===== RECORD LIST =====

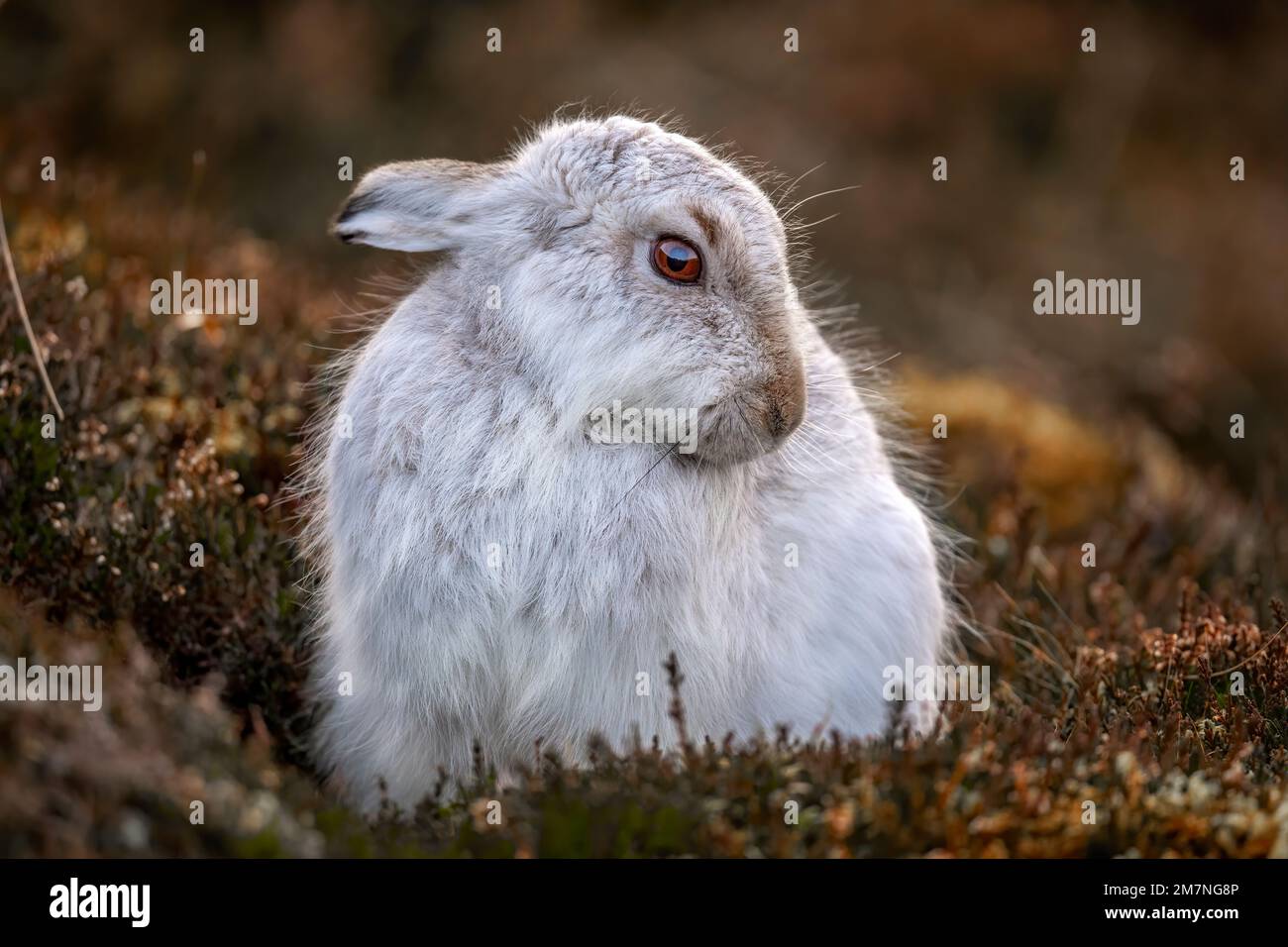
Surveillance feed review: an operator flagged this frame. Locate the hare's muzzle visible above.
[693,361,805,467]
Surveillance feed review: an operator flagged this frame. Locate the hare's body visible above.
[316,119,945,805]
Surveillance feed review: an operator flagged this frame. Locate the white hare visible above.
[312,117,948,809]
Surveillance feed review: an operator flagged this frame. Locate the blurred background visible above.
[0,0,1288,856]
[0,0,1288,488]
[0,0,1288,497]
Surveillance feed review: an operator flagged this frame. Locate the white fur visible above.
[301,117,947,808]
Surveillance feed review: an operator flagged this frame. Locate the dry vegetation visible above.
[0,172,1288,857]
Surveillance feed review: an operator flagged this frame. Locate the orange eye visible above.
[653,237,702,282]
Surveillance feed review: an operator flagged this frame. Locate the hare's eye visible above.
[653,237,702,282]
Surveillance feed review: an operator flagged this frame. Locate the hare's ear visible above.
[331,159,494,253]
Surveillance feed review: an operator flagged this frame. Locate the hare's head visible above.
[335,117,805,464]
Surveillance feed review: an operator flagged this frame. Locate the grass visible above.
[0,172,1288,857]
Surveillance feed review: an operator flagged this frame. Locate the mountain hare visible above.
[310,117,947,809]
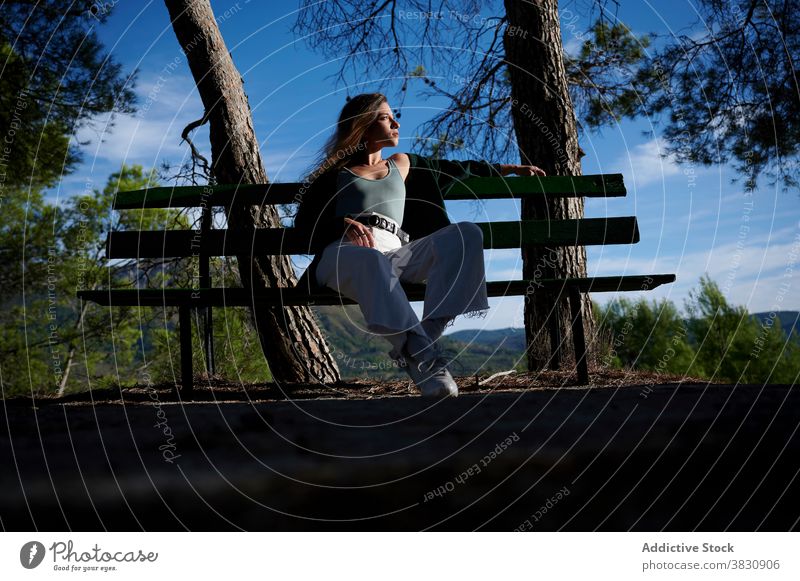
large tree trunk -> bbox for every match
[503,0,593,370]
[165,0,340,382]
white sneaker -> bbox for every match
[403,350,458,397]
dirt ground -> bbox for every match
[0,371,800,531]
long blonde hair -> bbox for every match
[306,93,387,181]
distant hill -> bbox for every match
[312,305,525,379]
[750,311,800,339]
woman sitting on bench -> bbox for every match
[294,93,544,397]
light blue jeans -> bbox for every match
[316,222,489,359]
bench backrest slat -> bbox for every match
[106,216,639,258]
[114,174,626,210]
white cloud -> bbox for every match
[604,139,681,188]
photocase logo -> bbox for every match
[19,541,44,569]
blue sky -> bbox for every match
[53,0,800,331]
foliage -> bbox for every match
[597,277,800,384]
[0,0,134,190]
[564,18,657,127]
[295,0,800,186]
[642,0,800,187]
[596,298,693,373]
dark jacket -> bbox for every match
[294,153,500,292]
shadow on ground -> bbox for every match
[0,374,800,531]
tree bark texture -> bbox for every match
[503,0,594,370]
[165,0,340,383]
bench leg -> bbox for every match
[569,286,589,385]
[178,306,194,397]
[203,307,216,377]
[548,297,561,371]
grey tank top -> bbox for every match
[336,159,406,224]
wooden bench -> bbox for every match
[78,174,675,397]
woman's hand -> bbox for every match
[344,218,375,248]
[500,164,547,176]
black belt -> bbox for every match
[353,214,410,244]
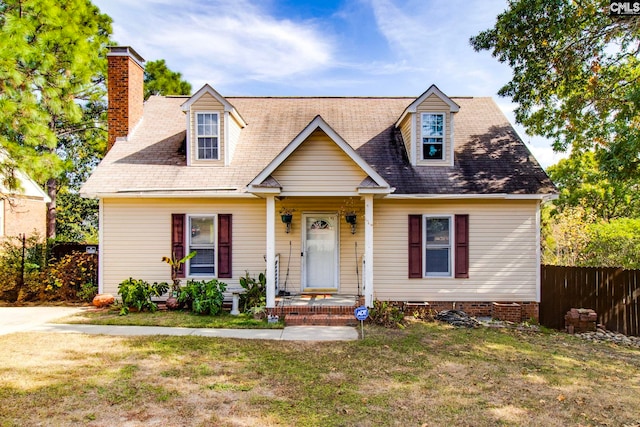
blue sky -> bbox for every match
[93,0,560,167]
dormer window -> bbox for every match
[196,113,220,160]
[421,113,445,160]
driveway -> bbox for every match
[0,307,83,335]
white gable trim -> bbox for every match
[248,116,392,192]
[182,84,247,127]
[396,85,460,127]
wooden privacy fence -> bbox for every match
[540,265,640,336]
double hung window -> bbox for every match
[196,113,220,160]
[188,215,216,276]
[422,113,445,160]
[424,216,453,277]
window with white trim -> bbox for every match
[423,216,453,277]
[187,215,216,276]
[196,113,220,160]
[421,113,445,160]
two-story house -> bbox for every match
[82,47,556,319]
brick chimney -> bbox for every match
[107,46,144,151]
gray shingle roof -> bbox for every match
[82,96,556,195]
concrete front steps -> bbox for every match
[273,295,360,326]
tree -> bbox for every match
[144,59,191,99]
[470,0,640,178]
[0,0,111,237]
[547,151,640,221]
[541,205,595,266]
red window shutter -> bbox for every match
[171,214,186,278]
[218,214,232,278]
[455,215,469,279]
[409,215,422,279]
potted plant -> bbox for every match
[162,251,196,310]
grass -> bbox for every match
[0,323,640,426]
[58,308,284,329]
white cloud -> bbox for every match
[95,0,334,89]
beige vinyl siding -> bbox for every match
[415,94,452,166]
[276,197,364,295]
[189,93,225,166]
[400,114,416,164]
[374,200,539,301]
[272,131,367,195]
[225,114,242,163]
[100,199,266,295]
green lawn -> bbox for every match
[58,308,284,329]
[0,323,640,426]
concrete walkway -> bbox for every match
[0,307,358,341]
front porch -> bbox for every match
[270,293,364,326]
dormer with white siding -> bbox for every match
[182,84,247,166]
[396,85,460,166]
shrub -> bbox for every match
[0,235,46,302]
[239,272,267,313]
[46,252,98,302]
[369,300,404,328]
[76,283,98,302]
[118,278,169,315]
[178,279,227,315]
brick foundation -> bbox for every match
[491,302,522,323]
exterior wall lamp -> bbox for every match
[344,213,358,234]
[280,213,293,233]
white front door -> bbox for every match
[302,214,338,292]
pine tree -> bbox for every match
[0,0,111,238]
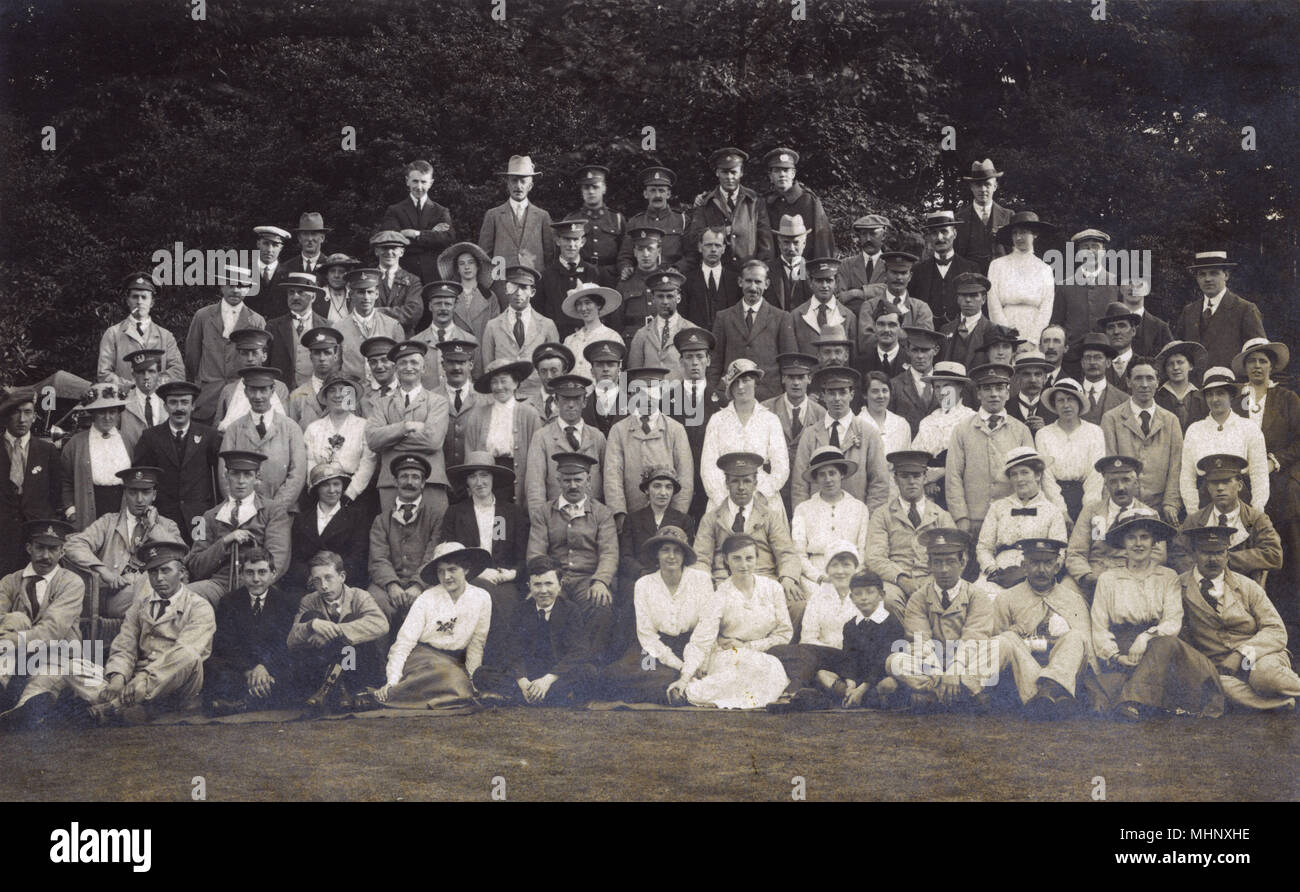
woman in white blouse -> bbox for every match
[1092,507,1223,722]
[373,542,491,709]
[465,358,542,505]
[303,374,378,518]
[601,527,716,706]
[560,285,627,378]
[974,446,1070,601]
[790,444,868,596]
[988,211,1056,343]
[61,382,131,531]
[699,359,790,515]
[894,363,975,507]
[1034,378,1106,523]
[685,533,794,709]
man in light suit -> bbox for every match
[185,267,267,424]
[790,365,889,511]
[478,265,560,399]
[371,230,424,335]
[1174,251,1266,368]
[365,341,451,514]
[709,260,798,400]
[953,159,1011,273]
[685,147,772,268]
[478,155,555,306]
[836,213,889,313]
[380,160,456,282]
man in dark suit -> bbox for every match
[953,159,1011,273]
[0,390,64,576]
[1174,251,1266,368]
[940,272,993,371]
[282,211,333,285]
[681,226,740,330]
[473,555,595,706]
[267,272,329,391]
[203,546,303,715]
[133,381,221,542]
[380,161,456,282]
[907,211,980,326]
[709,260,798,400]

=====

→ **WHAT YOU ARE ASKED TO DO**:
Rewrite all of the records above, substituting "bounding box" for every "bbox" and leaving everything else untouched. Omit the pictures from your answer.

→ **EXERCISE RESULT**:
Surveillance feed review: an operator flagged this frame. Locate the hare's muzzle visible above.
[693,361,805,467]
Surveillance feed review: an operator flagged this frame. Locate the hare's body visible above.
[316,119,945,805]
Surveillance feed review: an operator flagged this frame. Locate the white hare visible above.
[312,117,948,809]
Surveillance feed review: an operator flagged this frame. Locate the blurred background visible above.
[0,0,1288,856]
[0,0,1288,488]
[0,0,1288,497]
Surveillance feed review: an operator flagged this frame. Locate the white fur visible above.
[301,117,947,808]
Surveillance feed review: an operator flagged this frame. Locate the dry vegetation visible above.
[0,172,1288,857]
Surveillance feed review: an operator flagged this frame. Locate the orange eye visible above.
[653,237,702,282]
Surveillance feed review: an operator flagged this frame. Locate the hare's eye visible above.
[653,237,702,282]
Surveillance feed review: an operator flagged this frame. Locate the hare's ear visible above.
[331,159,494,253]
Surveillance feed review: an operator flagged this frame. Locate the hare's head visible above.
[335,117,805,464]
Surveillance feed review: an operator flagged this frame. Locate the grass visible above.
[0,172,1288,857]
Surveillance feed review: an operator flagged this frame. Locate the mountain hare visible above.
[310,117,947,809]
large tree trunk -> bounding box for every match
[503,0,593,370]
[165,0,340,382]
white sneaker -> bounding box for every match
[403,350,458,397]
dirt ground -> bounding box for every match
[0,371,800,531]
long blonde hair -> bounding box for every match
[306,93,387,181]
distant hill -> bounding box for every match
[312,305,525,379]
[750,311,800,339]
woman sitting on bench -> bounding box for every match
[294,93,544,397]
light blue jeans -> bounding box for every match
[316,222,489,359]
bench backrest slat -> bounding box for every match
[106,216,639,258]
[114,174,626,210]
white cloud -> bounding box for every match
[604,139,681,188]
photocase logo -> bounding box for every match
[19,541,44,569]
blue sky -> bounding box for every match
[53,0,800,331]
foliage -> bounding box for every match
[597,277,800,384]
[0,0,134,190]
[564,18,657,127]
[295,0,800,186]
[642,0,800,187]
[596,298,693,373]
dark jacket -> bounding box for every match
[294,153,500,292]
shadow on ground -> bounding box for every match
[0,374,800,531]
tree bark texture -> bounding box for every match
[503,0,594,370]
[165,0,340,383]
bench leg -> bounding box for every match
[569,286,589,385]
[178,306,194,397]
[203,307,216,377]
[548,297,561,371]
grey tank top -> bounding box for every match
[336,159,406,224]
wooden bench -> bounding box for every match
[78,174,675,397]
woman's hand -> bounding box for every match
[344,218,375,248]
[500,164,547,176]
black belt -> bounding box for every match
[353,214,410,244]
blue sky -> bounding box for every match
[93,0,560,167]
dormer window -> bounding box for every match
[196,113,220,160]
[421,113,445,160]
driveway -> bounding box for every match
[0,307,83,335]
white gable trim -> bounding box for every match
[248,116,392,192]
[182,84,247,127]
[396,85,460,127]
wooden privacy fence -> bounding box for every match
[540,265,640,336]
double hung window -> bounding box for every match
[196,113,220,160]
[188,215,216,276]
[422,113,445,160]
[424,216,453,277]
window with white trim -> bounding box for every match
[423,216,453,277]
[187,215,216,276]
[196,113,220,160]
[421,113,445,160]
two-story house -> bounding box for every match
[82,47,556,319]
brick chimney -> bounding box for every match
[107,46,144,151]
gray shingle roof -> bounding box for every match
[82,96,556,195]
concrete front steps -> bounding box for every match
[273,295,360,326]
tree -> bounding box for every match
[144,59,191,99]
[470,0,640,178]
[0,0,111,237]
[547,151,640,221]
[541,205,595,266]
red window shutter -> bounding box for every match
[171,214,186,278]
[218,214,232,278]
[455,215,469,279]
[409,215,422,279]
potted plant -> bounding box for every match
[162,251,196,310]
grass -> bounding box for every match
[0,323,640,426]
[58,308,284,329]
white cloud -> bounding box for every match
[95,0,334,89]
beige vinyl siding -> bounding box for every match
[415,94,452,166]
[276,197,364,295]
[189,93,225,166]
[400,114,416,164]
[374,200,539,301]
[272,131,367,195]
[225,114,242,163]
[100,199,266,295]
green lawn -> bounding box for every match
[58,308,284,329]
[0,323,640,426]
concrete walkway -> bounding box for every match
[0,307,358,341]
front porch -> bounding box for every match
[270,293,364,326]
dormer with white siding -> bounding box for every match
[182,84,247,166]
[396,85,460,166]
shrub -> bounding box for every match
[0,235,46,302]
[239,272,267,313]
[46,252,98,302]
[369,300,404,328]
[76,283,98,302]
[118,278,169,315]
[178,279,227,315]
brick foundation -> bounding box for every match
[491,302,522,323]
exterior wall lamp -> bounding box for every match
[344,213,358,234]
[280,213,293,233]
white front door -> bounding box for every match
[302,214,338,292]
pine tree -> bounding box for every match
[0,0,111,238]
woman in white blouse -> bounding box for every match
[1092,507,1223,722]
[373,542,491,709]
[465,358,542,505]
[303,374,378,518]
[601,527,716,706]
[560,285,627,378]
[974,446,1070,601]
[790,444,868,596]
[988,211,1056,343]
[61,382,131,531]
[699,359,790,515]
[894,363,975,507]
[1034,378,1106,523]
[685,533,794,709]
man in light suit -> bounding box for every match
[185,267,267,424]
[790,365,889,511]
[478,265,560,399]
[371,230,424,335]
[1174,251,1266,368]
[365,341,451,514]
[709,260,798,400]
[953,159,1011,273]
[685,147,772,268]
[478,155,555,306]
[836,213,889,313]
[380,160,456,282]
man in dark suit -> bounding box for every match
[953,159,1011,273]
[0,390,64,576]
[1174,251,1266,368]
[940,272,993,371]
[282,211,333,285]
[681,226,740,330]
[473,555,595,706]
[267,272,329,391]
[203,546,303,715]
[133,381,221,542]
[380,161,456,282]
[907,211,980,326]
[709,260,798,400]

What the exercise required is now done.